(Entries on locating named items)
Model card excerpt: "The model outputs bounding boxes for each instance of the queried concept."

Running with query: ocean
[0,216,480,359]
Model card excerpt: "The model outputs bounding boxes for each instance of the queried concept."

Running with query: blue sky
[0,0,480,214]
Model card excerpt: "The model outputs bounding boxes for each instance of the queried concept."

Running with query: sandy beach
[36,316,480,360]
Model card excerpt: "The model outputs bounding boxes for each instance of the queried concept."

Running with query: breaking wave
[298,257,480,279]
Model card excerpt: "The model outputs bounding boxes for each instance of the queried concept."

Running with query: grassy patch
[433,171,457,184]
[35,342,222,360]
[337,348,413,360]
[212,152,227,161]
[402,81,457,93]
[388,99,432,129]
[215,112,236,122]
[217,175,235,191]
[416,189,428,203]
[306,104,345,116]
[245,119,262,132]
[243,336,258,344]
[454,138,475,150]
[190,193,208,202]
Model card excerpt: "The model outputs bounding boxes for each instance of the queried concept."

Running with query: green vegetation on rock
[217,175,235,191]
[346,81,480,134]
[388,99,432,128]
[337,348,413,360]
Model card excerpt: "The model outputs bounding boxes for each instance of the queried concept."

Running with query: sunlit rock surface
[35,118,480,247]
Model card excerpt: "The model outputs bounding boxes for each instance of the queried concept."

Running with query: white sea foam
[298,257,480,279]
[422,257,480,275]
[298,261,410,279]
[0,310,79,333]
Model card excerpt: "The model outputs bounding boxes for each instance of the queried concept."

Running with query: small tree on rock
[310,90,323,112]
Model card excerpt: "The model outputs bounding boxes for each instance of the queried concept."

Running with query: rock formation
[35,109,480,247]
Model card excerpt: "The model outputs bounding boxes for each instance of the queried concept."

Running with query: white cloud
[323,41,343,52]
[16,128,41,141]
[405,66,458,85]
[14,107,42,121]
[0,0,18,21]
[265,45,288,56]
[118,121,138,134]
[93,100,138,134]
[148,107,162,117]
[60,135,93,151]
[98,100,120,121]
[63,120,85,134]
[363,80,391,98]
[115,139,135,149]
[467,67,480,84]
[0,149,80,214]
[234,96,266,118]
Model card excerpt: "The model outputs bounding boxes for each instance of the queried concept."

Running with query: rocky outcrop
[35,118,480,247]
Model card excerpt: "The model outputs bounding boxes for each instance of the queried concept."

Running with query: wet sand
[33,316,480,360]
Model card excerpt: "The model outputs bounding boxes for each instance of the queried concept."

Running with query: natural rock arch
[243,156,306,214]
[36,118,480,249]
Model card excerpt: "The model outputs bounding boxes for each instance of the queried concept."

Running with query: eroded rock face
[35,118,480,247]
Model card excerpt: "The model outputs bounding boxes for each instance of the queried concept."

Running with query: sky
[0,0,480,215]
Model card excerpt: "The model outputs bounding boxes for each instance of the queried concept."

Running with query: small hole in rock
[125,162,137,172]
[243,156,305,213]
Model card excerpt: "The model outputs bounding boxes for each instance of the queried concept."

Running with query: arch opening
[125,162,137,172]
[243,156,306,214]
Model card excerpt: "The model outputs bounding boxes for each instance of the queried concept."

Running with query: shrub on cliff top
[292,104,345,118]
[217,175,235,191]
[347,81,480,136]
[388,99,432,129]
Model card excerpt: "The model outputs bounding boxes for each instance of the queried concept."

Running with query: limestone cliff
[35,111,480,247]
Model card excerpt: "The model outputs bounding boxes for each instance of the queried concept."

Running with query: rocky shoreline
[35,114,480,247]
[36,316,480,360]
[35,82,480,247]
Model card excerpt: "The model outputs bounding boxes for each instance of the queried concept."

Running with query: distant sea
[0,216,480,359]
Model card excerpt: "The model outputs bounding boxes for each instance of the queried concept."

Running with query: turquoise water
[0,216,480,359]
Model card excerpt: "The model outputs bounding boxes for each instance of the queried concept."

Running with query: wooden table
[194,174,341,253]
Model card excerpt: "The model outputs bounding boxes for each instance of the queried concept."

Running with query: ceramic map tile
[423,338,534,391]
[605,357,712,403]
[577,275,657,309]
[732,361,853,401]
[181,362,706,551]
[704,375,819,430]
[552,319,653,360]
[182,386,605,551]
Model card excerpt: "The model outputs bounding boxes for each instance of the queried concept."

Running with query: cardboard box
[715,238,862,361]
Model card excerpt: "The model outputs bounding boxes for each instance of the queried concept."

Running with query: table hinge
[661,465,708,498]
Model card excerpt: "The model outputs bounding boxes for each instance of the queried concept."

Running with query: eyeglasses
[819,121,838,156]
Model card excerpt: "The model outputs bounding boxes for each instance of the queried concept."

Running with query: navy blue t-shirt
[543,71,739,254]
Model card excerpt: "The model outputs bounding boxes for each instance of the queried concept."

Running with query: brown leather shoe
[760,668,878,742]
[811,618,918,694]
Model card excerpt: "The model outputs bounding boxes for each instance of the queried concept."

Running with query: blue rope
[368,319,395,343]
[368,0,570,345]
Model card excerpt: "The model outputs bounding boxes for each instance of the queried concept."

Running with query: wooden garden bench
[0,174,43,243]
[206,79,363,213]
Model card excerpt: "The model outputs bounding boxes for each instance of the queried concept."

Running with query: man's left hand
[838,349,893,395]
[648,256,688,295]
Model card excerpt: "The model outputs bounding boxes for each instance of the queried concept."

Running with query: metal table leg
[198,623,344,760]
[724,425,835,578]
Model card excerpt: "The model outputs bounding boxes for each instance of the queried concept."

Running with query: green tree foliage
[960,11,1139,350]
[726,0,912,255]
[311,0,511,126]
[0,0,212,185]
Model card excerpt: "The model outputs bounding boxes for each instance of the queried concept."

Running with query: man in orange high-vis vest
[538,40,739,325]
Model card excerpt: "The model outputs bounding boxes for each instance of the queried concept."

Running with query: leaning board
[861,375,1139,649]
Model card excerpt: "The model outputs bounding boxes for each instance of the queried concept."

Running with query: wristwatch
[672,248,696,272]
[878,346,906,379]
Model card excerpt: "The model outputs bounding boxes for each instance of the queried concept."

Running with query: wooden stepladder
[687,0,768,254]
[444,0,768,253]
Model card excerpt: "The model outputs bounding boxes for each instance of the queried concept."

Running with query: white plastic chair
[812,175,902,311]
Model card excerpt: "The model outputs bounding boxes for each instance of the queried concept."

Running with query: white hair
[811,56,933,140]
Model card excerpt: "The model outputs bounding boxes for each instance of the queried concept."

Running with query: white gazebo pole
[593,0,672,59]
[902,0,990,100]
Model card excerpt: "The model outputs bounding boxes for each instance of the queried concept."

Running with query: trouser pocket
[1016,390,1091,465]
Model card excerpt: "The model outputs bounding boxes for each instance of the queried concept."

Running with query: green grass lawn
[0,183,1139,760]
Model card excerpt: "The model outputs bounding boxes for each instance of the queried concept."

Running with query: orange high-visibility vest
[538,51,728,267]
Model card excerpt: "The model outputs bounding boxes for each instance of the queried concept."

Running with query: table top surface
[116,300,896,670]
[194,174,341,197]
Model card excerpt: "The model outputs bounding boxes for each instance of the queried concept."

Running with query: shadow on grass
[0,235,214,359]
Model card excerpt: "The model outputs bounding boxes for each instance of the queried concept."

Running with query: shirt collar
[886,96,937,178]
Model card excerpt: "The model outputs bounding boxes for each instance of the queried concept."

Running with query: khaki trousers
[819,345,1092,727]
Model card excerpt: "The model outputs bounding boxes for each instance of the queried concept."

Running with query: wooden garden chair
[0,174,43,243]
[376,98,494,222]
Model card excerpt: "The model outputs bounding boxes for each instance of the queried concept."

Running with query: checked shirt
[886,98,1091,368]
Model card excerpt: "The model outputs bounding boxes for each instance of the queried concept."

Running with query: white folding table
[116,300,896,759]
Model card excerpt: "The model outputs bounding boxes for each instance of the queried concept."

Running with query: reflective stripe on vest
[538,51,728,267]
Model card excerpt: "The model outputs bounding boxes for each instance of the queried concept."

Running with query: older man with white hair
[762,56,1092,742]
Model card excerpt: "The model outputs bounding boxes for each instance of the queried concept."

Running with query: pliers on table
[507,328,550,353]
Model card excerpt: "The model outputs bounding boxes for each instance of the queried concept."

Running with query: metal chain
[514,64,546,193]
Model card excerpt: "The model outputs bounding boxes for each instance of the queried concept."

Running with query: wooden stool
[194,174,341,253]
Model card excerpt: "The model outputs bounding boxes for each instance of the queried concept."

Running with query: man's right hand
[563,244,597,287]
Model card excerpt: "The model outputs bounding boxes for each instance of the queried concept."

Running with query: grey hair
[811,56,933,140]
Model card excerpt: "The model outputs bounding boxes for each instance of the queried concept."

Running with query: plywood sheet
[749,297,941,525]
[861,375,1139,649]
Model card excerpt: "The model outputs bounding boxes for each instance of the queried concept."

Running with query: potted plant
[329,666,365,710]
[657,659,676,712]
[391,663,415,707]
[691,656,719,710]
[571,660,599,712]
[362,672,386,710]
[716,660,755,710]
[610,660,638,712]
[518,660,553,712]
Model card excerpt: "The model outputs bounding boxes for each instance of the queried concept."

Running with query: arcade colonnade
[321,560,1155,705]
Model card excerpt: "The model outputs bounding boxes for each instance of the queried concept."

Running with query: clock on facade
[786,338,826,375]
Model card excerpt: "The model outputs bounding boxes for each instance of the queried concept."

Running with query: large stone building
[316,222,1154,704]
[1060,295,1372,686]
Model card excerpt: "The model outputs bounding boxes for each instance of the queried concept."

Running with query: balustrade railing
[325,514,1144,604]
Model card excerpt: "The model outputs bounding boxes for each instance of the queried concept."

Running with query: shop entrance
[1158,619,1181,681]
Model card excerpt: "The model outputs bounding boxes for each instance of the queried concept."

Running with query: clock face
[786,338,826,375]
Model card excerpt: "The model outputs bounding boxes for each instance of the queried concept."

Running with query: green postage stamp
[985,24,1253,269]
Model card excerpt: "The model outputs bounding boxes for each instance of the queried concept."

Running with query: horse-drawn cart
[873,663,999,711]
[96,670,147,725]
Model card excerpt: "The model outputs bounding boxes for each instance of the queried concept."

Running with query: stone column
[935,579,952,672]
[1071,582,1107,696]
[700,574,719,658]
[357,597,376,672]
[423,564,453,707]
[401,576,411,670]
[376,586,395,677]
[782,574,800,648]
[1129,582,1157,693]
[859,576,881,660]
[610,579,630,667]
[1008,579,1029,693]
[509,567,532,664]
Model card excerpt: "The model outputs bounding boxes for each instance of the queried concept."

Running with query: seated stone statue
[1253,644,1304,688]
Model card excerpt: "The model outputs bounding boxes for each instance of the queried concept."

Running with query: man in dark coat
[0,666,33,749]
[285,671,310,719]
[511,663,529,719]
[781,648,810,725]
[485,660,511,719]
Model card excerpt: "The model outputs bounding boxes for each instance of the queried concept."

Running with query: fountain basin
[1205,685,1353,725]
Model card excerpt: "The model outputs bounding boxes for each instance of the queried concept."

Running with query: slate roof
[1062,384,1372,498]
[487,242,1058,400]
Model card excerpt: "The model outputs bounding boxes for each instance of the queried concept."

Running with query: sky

#### [What is expected]
Turn the listing, from its first line through the line holding "[0,0,480,214]" inclusive, into a JSON list of strings with one string per line and blank lines omitted.

#### [Reply]
[
  "Model card excerpt: \"The model outputs bounding boxes for each instance of the queried concept.\"",
  "Running with query: ocean",
  "[0,216,480,359]",
  "Model card excerpt: \"The model outputs bounding boxes for each instance of the queried concept.\"",
  "Running with query: blue sky",
  "[0,0,480,214]"
]